Copy out all the records, word for word.

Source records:

%%

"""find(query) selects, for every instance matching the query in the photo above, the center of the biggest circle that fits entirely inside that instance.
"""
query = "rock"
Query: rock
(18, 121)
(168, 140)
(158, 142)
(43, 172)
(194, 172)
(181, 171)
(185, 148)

%%

## Answer to this task
"""find(query) selects, for every instance matching the query in the photo above, the center of the biggest circle that fits entirely inside that instance.
"""
query = "rock"
Query: rock
(18, 121)
(168, 140)
(158, 142)
(43, 172)
(194, 172)
(181, 171)
(185, 148)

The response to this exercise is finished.